:: RECORDS TO PROCESS

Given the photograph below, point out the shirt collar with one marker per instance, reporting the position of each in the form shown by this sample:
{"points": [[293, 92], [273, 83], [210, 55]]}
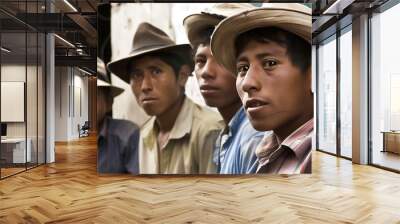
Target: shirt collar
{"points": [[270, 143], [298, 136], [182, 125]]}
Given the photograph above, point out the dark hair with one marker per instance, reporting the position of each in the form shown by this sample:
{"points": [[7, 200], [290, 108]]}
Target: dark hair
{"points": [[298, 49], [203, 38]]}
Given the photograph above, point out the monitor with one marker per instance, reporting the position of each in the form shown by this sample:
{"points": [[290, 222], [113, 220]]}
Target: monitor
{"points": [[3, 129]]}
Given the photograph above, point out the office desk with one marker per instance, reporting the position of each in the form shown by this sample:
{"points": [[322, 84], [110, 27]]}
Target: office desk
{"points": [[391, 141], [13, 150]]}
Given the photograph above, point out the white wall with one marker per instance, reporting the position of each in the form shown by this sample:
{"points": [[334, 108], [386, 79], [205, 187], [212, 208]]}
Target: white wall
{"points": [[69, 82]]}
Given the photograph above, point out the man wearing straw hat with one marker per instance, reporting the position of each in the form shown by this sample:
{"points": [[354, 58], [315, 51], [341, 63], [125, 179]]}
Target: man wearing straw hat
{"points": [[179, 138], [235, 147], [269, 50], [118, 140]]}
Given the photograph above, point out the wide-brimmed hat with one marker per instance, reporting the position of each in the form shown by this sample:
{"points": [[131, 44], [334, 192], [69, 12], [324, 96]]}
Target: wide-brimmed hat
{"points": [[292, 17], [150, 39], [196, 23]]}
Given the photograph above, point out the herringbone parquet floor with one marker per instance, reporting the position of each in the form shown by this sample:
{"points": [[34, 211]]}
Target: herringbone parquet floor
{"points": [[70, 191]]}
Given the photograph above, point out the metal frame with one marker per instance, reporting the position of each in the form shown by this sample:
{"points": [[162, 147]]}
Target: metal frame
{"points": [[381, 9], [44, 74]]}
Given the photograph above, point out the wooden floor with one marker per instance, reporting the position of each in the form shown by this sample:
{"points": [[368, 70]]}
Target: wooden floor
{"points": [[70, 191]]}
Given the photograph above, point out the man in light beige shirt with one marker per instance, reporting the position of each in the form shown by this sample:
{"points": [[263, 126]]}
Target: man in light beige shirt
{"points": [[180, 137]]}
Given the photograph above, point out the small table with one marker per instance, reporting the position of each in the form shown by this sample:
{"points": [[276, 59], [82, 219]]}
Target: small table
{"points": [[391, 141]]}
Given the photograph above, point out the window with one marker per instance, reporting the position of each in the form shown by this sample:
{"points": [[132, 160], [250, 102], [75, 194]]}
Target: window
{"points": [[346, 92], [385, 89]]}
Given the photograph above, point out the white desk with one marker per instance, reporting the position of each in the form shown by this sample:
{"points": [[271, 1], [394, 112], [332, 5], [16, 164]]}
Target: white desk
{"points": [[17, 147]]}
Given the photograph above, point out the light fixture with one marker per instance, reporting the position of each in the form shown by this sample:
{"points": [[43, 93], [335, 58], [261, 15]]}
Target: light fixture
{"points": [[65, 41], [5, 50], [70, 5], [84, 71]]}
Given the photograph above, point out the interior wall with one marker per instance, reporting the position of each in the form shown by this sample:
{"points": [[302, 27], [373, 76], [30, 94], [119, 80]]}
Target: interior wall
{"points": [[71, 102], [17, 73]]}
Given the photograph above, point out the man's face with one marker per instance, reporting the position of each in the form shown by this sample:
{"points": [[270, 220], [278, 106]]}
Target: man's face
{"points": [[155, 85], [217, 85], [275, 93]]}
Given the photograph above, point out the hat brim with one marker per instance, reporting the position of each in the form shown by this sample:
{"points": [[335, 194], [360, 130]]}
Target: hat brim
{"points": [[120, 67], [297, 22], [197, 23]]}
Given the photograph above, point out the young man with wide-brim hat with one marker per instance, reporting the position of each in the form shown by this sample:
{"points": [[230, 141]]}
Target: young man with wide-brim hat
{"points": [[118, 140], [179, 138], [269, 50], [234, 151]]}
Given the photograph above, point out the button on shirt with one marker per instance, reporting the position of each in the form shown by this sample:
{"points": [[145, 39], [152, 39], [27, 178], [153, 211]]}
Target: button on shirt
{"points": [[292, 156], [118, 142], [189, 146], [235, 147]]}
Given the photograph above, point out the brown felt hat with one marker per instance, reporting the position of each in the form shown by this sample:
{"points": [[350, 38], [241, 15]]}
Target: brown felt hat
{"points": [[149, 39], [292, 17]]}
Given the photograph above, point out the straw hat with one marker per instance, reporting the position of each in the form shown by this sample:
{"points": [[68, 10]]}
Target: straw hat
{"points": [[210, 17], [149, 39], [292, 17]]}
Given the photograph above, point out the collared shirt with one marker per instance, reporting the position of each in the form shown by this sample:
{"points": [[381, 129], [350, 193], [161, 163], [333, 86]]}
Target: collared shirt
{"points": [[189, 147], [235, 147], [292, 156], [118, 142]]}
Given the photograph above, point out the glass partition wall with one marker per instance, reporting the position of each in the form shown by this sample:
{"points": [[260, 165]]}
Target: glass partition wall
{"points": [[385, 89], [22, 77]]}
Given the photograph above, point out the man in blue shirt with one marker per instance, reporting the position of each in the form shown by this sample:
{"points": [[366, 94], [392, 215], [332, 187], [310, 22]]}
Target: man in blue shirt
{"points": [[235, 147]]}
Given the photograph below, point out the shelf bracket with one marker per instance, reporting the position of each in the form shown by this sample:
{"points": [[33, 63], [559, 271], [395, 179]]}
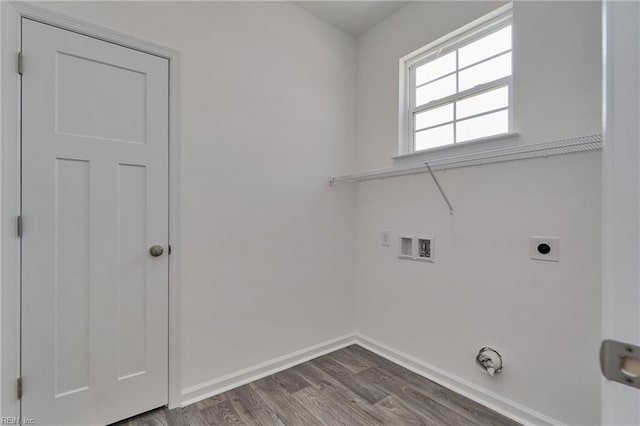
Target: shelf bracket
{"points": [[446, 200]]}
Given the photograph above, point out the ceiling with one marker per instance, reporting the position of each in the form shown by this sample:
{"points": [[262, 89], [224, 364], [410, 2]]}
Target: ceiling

::::

WORK INSTRUCTIONS
I would like the material above returned exactly as it stands, without its pictures.

SOLVED EXERCISE
Given the photograph below, point out the shirt collar with one marker per instance, reporting the position of each in the form shown by this sample:
{"points": [[293, 92], [273, 83], [210, 55]]}
Target: shirt collar
{"points": [[270, 143], [298, 136], [182, 125]]}
Given the photograph above, point out the dark hair with one marker per instance, reporting the position of each in the form shown by this sample:
{"points": [[7, 200], [290, 108]]}
Target: dark hair
{"points": [[298, 49], [203, 38]]}
Given the photograph above, point out the monitor with one marker per instance, reporting the position of each in the form shown by this sample:
{"points": [[290, 222], [113, 220]]}
Target: monitor
{"points": [[3, 129]]}
Given the photograph above, point out the office desk with one marker per instance, reporting the position of each in the form shown by this sample:
{"points": [[322, 84], [110, 27]]}
Target: office desk
{"points": [[391, 141], [13, 150]]}
Given the photograph above, point out the white wall with one marker per instance, reporting the position of each in the form shown by this sample:
{"points": [[334, 108], [386, 79], [205, 187], [212, 208]]}
Target: white wall
{"points": [[69, 82]]}
Given the photograph above, point out the man wearing straw hat with one marker per instance, reporting the position of each in the form shown by this sample:
{"points": [[354, 58], [315, 51], [341, 63], [125, 179]]}
Target: man wearing straw hat
{"points": [[179, 138], [235, 147], [269, 50], [118, 140]]}
Given the photograph above, point out the wide-brimmed hat with one marker per instance, reporting the position of each in the form shown by this sample:
{"points": [[131, 44], [334, 192], [69, 12], [324, 96]]}
Target: wide-brimmed hat
{"points": [[292, 17], [150, 39], [196, 23]]}
Given the photograph above, point out the herringbone parquet floor with one marker per instance, reporting the position of each in the form shown by this sample:
{"points": [[34, 211]]}
Target: herringbone parquet floor
{"points": [[70, 191]]}
Given the photograph above, point out the metal frame with one marker per instance, reporting the position of each in the form shown by this sample:
{"points": [[162, 147]]}
Target: metal frame
{"points": [[381, 9], [44, 74]]}
Given the photograph above, point out the wooden floor with one marker per instance, reporting the position of each in the form shown by this sample:
{"points": [[368, 70]]}
Target: wooden floor
{"points": [[70, 191]]}
Given the photograph above, point out the man in light beige shirt with one marker per instance, reporting the position of each in the form shown by this sample:
{"points": [[263, 126]]}
Target: man in light beige shirt
{"points": [[180, 137]]}
Given the photograph above, point out the small table with one marker per instance, reporting the position of each in the form shown by this sample:
{"points": [[276, 59], [82, 219]]}
Target: small table
{"points": [[391, 141]]}
Given the photograph above, point out the window with one marker per instance, reporting the position of each in the form shown by this sample:
{"points": [[132, 160], [250, 102], [75, 194]]}
Target: window
{"points": [[346, 92], [385, 89]]}
Given the photograph above, point out the white desk with one marker per instance, reporting the position of each in the form shown by this sample:
{"points": [[271, 1], [394, 112], [332, 5], [16, 164]]}
Target: white desk
{"points": [[17, 147]]}
Given the photograph above, point out the light fixture with one marker per instance, reporting the position of each in the form shown by this sample:
{"points": [[43, 93], [335, 58], [261, 15]]}
Target: light fixture
{"points": [[65, 41], [5, 50], [70, 5], [84, 71]]}
Given the photograph above, point out the interior wall with one marker per instance, reporting the position of each in the form shown by this sample:
{"points": [[302, 27], [373, 76], [30, 94], [119, 80]]}
Target: interior wall
{"points": [[71, 102], [17, 73]]}
Given the photograph above, point out the man's face with one marker per instance, reporting the position of each in the form shown by this sample:
{"points": [[270, 220], [278, 106]]}
Target: man's face
{"points": [[155, 85], [217, 85], [275, 93]]}
Given the photograph above, point out the hat brim with one marker per instance, reporting the position of each in the form shown by this sample:
{"points": [[335, 194], [360, 130]]}
Target: hat brim
{"points": [[120, 67], [297, 22], [197, 23]]}
Given the photograph above, point out the young man with wide-brim hat with one marker per instance, reporting the position of each in the form shown by this sample:
{"points": [[230, 141]]}
Target: young man with wide-brim hat
{"points": [[118, 140], [179, 138], [269, 50], [234, 151]]}
Given the photograph above, point out the button on shirt with one marker per instance, reporting the position of each in the form shown by this sample:
{"points": [[145, 39], [152, 39], [27, 178], [153, 211]]}
Target: button on shirt
{"points": [[292, 156], [118, 142], [189, 146], [235, 147]]}
Given the photograph above, point out the brown felt hat with one marker per instance, reporting the position of each in the form shown by this sample:
{"points": [[350, 38], [241, 15]]}
Target: brown felt hat
{"points": [[149, 39], [292, 17]]}
Given the photograph above, point out the straw hat with one marker per instance, reporting the position of each in the form shown by this sample:
{"points": [[68, 10]]}
Target: straw hat
{"points": [[210, 17], [149, 39], [292, 17]]}
Given the photograph above, point out the collared shirt with one marker per instance, reporting the position of each in the form shown by this sample:
{"points": [[381, 129], [350, 193], [161, 163], [333, 86]]}
Target: collared shirt
{"points": [[189, 147], [235, 147], [292, 156], [118, 142]]}
Given the photograph above, point out the glass partition wall with one marker per instance, reporting the position of each in the form shown by this sample:
{"points": [[260, 165]]}
Target: glass partition wall
{"points": [[385, 89], [22, 77]]}
Given the photograph above, point out the man in blue shirt with one marker per instance, reporting the position of each in the form shown by this sample:
{"points": [[366, 94], [392, 215], [332, 187], [310, 22]]}
Target: man in blue shirt
{"points": [[235, 147]]}
Given the photograph below, point out the shelf bracket with one marker per instance, reporting the position of each in the form shown by this sample:
{"points": [[33, 63], [559, 271], [395, 179]]}
Target: shelf bracket
{"points": [[446, 200]]}
Given the photograph above, point out the ceiling with one marker per instance, reporting the position of each in the form shown by this sample:
{"points": [[262, 89], [224, 364], [410, 2]]}
Target: ceiling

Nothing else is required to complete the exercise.